• [Natural-language object grounding data]
● ● ● ●

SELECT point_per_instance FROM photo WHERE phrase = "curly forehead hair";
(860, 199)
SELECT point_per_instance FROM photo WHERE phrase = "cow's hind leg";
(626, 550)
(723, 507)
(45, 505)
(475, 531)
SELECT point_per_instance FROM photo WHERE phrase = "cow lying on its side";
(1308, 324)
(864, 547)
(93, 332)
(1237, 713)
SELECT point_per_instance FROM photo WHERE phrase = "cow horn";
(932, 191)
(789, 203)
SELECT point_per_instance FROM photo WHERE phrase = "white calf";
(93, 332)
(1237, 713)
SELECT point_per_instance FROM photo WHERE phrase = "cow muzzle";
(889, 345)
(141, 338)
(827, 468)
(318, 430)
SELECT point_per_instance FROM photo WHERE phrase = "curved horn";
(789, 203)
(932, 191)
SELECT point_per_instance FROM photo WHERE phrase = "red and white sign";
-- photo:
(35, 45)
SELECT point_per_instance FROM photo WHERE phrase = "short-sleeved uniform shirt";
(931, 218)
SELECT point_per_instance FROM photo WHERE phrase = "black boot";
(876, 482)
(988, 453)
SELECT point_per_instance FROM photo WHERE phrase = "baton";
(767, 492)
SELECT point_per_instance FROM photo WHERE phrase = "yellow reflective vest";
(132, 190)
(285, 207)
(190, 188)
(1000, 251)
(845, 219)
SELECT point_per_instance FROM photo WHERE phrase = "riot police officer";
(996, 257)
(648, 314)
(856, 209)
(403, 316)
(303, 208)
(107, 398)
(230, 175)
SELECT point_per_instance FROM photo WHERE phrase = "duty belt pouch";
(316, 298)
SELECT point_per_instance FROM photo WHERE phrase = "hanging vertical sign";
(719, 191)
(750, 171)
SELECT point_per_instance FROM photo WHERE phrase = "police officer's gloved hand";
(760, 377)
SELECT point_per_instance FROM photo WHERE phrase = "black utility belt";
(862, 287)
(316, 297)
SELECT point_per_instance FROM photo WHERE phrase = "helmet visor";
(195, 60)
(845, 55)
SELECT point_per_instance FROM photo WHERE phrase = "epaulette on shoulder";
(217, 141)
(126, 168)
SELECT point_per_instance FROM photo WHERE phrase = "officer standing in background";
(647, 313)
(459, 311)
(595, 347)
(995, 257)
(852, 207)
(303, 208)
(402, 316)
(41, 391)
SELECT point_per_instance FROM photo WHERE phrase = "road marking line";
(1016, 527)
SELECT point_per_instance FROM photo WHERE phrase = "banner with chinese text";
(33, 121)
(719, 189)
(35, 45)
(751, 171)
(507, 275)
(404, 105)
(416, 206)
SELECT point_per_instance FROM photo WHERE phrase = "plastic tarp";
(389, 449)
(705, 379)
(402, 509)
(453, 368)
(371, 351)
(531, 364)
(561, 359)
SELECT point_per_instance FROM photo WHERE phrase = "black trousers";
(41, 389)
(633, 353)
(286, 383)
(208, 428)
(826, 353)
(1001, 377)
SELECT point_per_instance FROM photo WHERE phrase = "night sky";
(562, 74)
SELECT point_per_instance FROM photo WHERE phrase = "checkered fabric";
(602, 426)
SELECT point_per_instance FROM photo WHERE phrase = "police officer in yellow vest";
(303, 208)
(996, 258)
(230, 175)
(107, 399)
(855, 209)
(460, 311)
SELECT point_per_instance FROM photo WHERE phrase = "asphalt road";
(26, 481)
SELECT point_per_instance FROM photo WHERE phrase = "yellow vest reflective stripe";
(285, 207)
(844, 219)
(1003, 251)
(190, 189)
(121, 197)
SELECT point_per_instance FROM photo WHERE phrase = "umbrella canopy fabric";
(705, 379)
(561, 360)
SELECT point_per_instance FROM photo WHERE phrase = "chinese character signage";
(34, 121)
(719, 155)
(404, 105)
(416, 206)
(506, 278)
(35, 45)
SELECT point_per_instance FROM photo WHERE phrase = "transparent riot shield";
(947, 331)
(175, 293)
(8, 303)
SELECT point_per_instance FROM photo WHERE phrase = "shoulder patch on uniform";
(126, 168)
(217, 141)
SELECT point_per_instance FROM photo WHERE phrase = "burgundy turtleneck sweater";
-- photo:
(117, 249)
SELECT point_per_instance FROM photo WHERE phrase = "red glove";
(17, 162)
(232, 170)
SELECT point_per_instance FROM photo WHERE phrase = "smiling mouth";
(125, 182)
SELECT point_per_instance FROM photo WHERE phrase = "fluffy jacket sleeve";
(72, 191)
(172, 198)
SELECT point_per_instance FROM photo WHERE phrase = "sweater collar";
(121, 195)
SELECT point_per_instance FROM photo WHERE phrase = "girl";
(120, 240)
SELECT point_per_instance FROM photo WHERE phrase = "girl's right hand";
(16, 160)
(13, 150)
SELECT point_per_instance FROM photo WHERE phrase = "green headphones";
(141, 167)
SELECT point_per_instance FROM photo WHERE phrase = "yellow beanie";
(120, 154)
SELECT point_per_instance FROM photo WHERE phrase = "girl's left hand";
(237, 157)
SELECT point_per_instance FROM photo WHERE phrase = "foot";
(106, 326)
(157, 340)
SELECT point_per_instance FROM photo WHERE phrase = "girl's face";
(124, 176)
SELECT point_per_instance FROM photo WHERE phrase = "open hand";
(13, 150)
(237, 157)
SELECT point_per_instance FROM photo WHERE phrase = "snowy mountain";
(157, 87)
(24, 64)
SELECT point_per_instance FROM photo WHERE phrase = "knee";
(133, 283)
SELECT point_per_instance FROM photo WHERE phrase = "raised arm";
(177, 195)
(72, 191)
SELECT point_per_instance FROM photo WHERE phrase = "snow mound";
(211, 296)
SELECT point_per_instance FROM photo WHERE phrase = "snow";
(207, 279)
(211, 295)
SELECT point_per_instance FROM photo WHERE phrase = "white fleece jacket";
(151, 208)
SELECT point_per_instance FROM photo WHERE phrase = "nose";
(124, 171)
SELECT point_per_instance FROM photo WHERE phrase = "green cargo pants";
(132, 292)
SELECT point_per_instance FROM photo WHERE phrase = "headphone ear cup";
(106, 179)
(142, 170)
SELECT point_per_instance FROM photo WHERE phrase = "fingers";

● ● ● ●

• [Task requirements] All lines above are to be transcribed exactly.

• [Result for this exercise]
SELECT point_per_instance FROM photo WHERE phrase = "curly forehead hair";
(860, 199)
SELECT point_per_instance FROM photo WHERE phrase = "cow's hind leg";
(626, 550)
(723, 507)
(45, 505)
(475, 531)
SELECT point_per_instance FROM photo WHERE phrase = "cow lying on its side";
(1308, 324)
(864, 547)
(93, 332)
(1237, 713)
SELECT point_per_instance FROM photo WHERE phrase = "cow horn";
(932, 191)
(789, 203)
SELECT point_per_instance FROM photo WHERE phrase = "white calf";
(93, 332)
(1237, 713)
SELECT point_per_instance FROM photo WHERE phrase = "cow muzzle";
(889, 345)
(141, 338)
(827, 468)
(318, 430)
SELECT point_per_instance FROM photo WHERE phrase = "curved horn";
(789, 203)
(932, 191)
SELECT point_per_instance FROM photo WHERE phrase = "red and white sign";
-- photo:
(35, 45)
SELECT point_per_instance FROM photo WHERE phrase = "short-sleeved uniform shirt";
(931, 218)
SELECT point_per_instance FROM photo WHERE phrase = "black boot";
(876, 482)
(988, 453)
SELECT point_per_instance FROM photo WHERE phrase = "baton";
(767, 492)
SELECT point_per_instance FROM photo WHERE phrase = "yellow reflective vest";
(132, 190)
(285, 207)
(190, 188)
(1000, 251)
(845, 219)
SELECT point_per_instance FROM photo WHERE phrase = "riot police officer";
(996, 257)
(648, 314)
(856, 209)
(403, 316)
(303, 208)
(107, 398)
(230, 175)
SELECT point_per_instance FROM photo WHERE phrase = "duty belt pouch";
(316, 298)
SELECT point_per_instance FROM photo WHERE phrase = "hanging vertical sign";
(719, 191)
(750, 171)
SELECT point_per_instance FROM photo WHERE phrase = "police officer's gloved hand";
(760, 377)
SELECT point_per_instance FROM photo WHERE phrase = "black utility belt";
(862, 287)
(316, 297)
SELECT point_per_instance FROM photo WHERE phrase = "helmet visor";
(195, 60)
(845, 55)
SELECT point_per_instance FROM photo WHERE phrase = "epaulette on shoulder";
(217, 141)
(126, 168)
SELECT point_per_instance FROM photo WHERE phrase = "officer standing in background";
(647, 313)
(459, 311)
(595, 347)
(995, 257)
(852, 207)
(303, 208)
(402, 316)
(41, 391)
SELECT point_per_instance FROM photo WHERE phrase = "road marking line";
(1016, 527)
SELECT point_per_instance FROM photo WHERE phrase = "banner with chinese text";
(33, 121)
(719, 189)
(35, 45)
(751, 171)
(507, 275)
(404, 105)
(416, 206)
SELECT point_per_instance FROM photo WHERE phrase = "plastic tarp";
(389, 449)
(705, 379)
(402, 509)
(453, 368)
(371, 351)
(531, 364)
(561, 359)
SELECT point_per_instance FROM photo WHERE phrase = "black trousers";
(41, 389)
(633, 353)
(286, 383)
(208, 428)
(826, 353)
(1001, 377)
SELECT point_per_instance FROM photo WHERE phrase = "night sky";
(562, 74)
SELECT point_per_instance FROM photo WHERE phrase = "checkered fabric";
(602, 426)
SELECT point_per_instance FROM photo WHERE phrase = "police officer in yellow vest";
(303, 208)
(996, 258)
(230, 175)
(107, 399)
(855, 209)
(460, 311)
SELECT point_per_instance FROM photo WHERE phrase = "asphalt road";
(26, 481)
SELECT point_per_instance FROM photo WHERE phrase = "yellow vest reflective stripe";
(285, 207)
(844, 219)
(1003, 251)
(190, 189)
(121, 197)
SELECT point_per_instance FROM photo WHERE phrase = "umbrella canopy fabric";
(705, 379)
(561, 360)
SELECT point_per_instance FROM photo WHERE phrase = "chinese character signage";
(34, 121)
(719, 155)
(404, 105)
(416, 206)
(506, 278)
(35, 45)
SELECT point_per_instance FROM photo WHERE phrase = "transparent riot shield";
(947, 331)
(175, 293)
(8, 303)
SELECT point_per_instance FROM photo WHERE phrase = "shoulder patch on uniform";
(126, 168)
(217, 141)
SELECT point_per_instance FROM photo WHERE phrase = "burgundy turtleneck sweater";
-- photo:
(117, 249)
SELECT point_per_instance FROM photo WHERE phrase = "red glove";
(17, 162)
(232, 170)
SELECT point_per_instance FROM photo WHERE phrase = "smiling mouth";
(125, 182)
SELECT point_per_instance FROM photo WHERE phrase = "fluffy jacket sleeve";
(72, 191)
(172, 198)
SELECT point_per_instance FROM photo WHERE phrase = "sweater collar";
(121, 195)
SELECT point_per_instance FROM photo WHERE phrase = "girl";
(120, 240)
SELECT point_per_instance FROM photo WHERE phrase = "girl's right hand";
(16, 160)
(13, 150)
SELECT point_per_instance FROM photo WHERE phrase = "green headphones";
(141, 167)
SELECT point_per_instance FROM photo WHERE phrase = "yellow beanie";
(120, 154)
SELECT point_per_instance FROM photo WHERE phrase = "girl's left hand";
(237, 157)
SELECT point_per_instance FROM photo WHERE phrase = "foot";
(106, 326)
(157, 340)
SELECT point_per_instance FROM photo WHERE phrase = "girl's face";
(124, 176)
SELECT point_per_instance FROM photo WHERE phrase = "open hand";
(13, 150)
(237, 157)
SELECT point_per_instance FROM photo WHERE phrase = "snowy mountain";
(157, 87)
(24, 64)
SELECT point_per_instance FROM photo WHERE phrase = "knee";
(133, 283)
SELECT point_per_instance FROM photo WHERE phrase = "raised arm";
(177, 195)
(72, 191)
SELECT point_per_instance FROM photo WHERE phrase = "snow mound";
(211, 296)
SELECT point_per_instance FROM photo WHERE phrase = "snow";
(207, 279)
(211, 295)
SELECT point_per_instance FROM photo WHERE phrase = "white fleece jacket";
(151, 208)
SELECT point_per_instance FROM photo WHERE phrase = "nose";
(124, 171)
SELECT point_per_instance FROM photo WHERE phrase = "green cargo pants";
(132, 292)
SELECT point_per_instance FROM photo WHERE phrase = "headphone ear cup";
(106, 179)
(142, 170)
SELECT point_per_instance FROM photo WHERE phrase = "fingers";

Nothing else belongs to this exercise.